— START Document segment —
This bulletproof button method essentially creates two versions of the button. The first uses a conditional comment to target Outlook desktop clients and uses VML markup to style the button.

<!--[if mso]>
  <v:roundrect xmlns:v="urn:schemas-microsoft-com:vml" xmlns:w="urn:schemas-microsoft-com:office:word" href="http://litmus.com" style="height:36px;v-text-anchor:middle;width:150px;" arcsize="5%" strokecolor="#EB7035" fillcolor="#EB7035">
    <w:anchorlock/>
    <center style="color:#ffffff;font-family:Helvetica, Arial,sans-serif;font-size:16px;">I am a button &rarr;</center>
  </v:roundrect>
<![endif]-->

All other clients then use the standard <a> link directly after the <![endif]–> statement.

<a href="http://buttons.cm" style="background-color:#EB7035;border:1px solid #EB7035;border-radius:3px;color:#ffffff;display:inline-block;font-family:sans-serif;font-size:16px;line-height:44px;text-align:center;text-decoration:none;width:150px;-webkit-text-size-adjust:none;mso-hide:all;">I am a button &rarr;</a>

VML Based Button Pros and Cons

Pros:

  • Great support in most email clients (see table below).
— END Document segment —
— START Collected data —
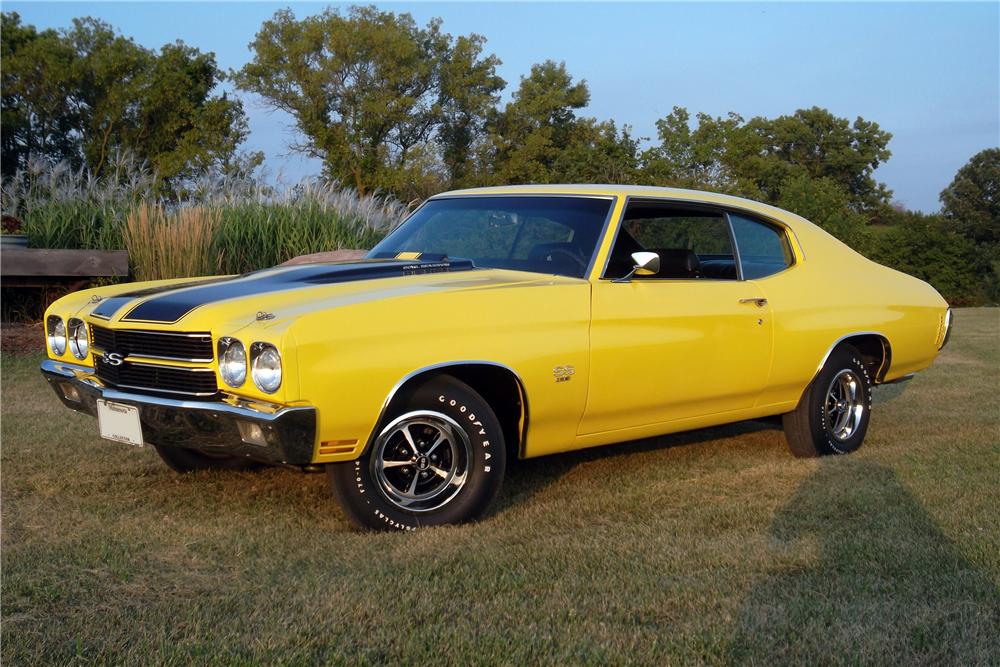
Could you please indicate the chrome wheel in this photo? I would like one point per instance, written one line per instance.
(421, 460)
(845, 405)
— END Collected data —
▸ **Actions to take**:
**a)** In the bulletproof button excerpt, rewrite the paragraph beginning "This bulletproof button method" as a shorter version that keeps its main facts.
**b)** Retype everything in the bulletproof button excerpt from "This bulletproof button" down to "the <![endif]–> statement.", with no changes.
**c)** In the bulletproof button excerpt, which button version do clients other than Outlook desktop use?

▸ **Responses per task**:
**a)** The method builds two versions of the button. The first targets Outlook desktop clients through a conditional comment and styles the button with VML markup.

**b)**
This bulletproof button method essentially creates two versions of the button. The first uses a conditional comment to target Outlook desktop clients and uses VML markup to style the button.

<!--[if mso]>
  <v:roundrect xmlns:v="urn:schemas-microsoft-com:vml" xmlns:w="urn:schemas-microsoft-com:office:word" href="http://litmus.com" style="height:36px;v-text-anchor:middle;width:150px;" arcsize="5%" strokecolor="#EB7035" fillcolor="#EB7035">
    <w:anchorlock/>
    <center style="color:#ffffff;font-family:Helvetica, Arial,sans-serif;font-size:16px;">I am a button &rarr;</center>
  </v:roundrect>
<![endif]-->

All other clients then use the standard <a> link directly after the <![endif]–> statement.

**c)** They use the standard <a> link placed directly after the <![endif]–> statement.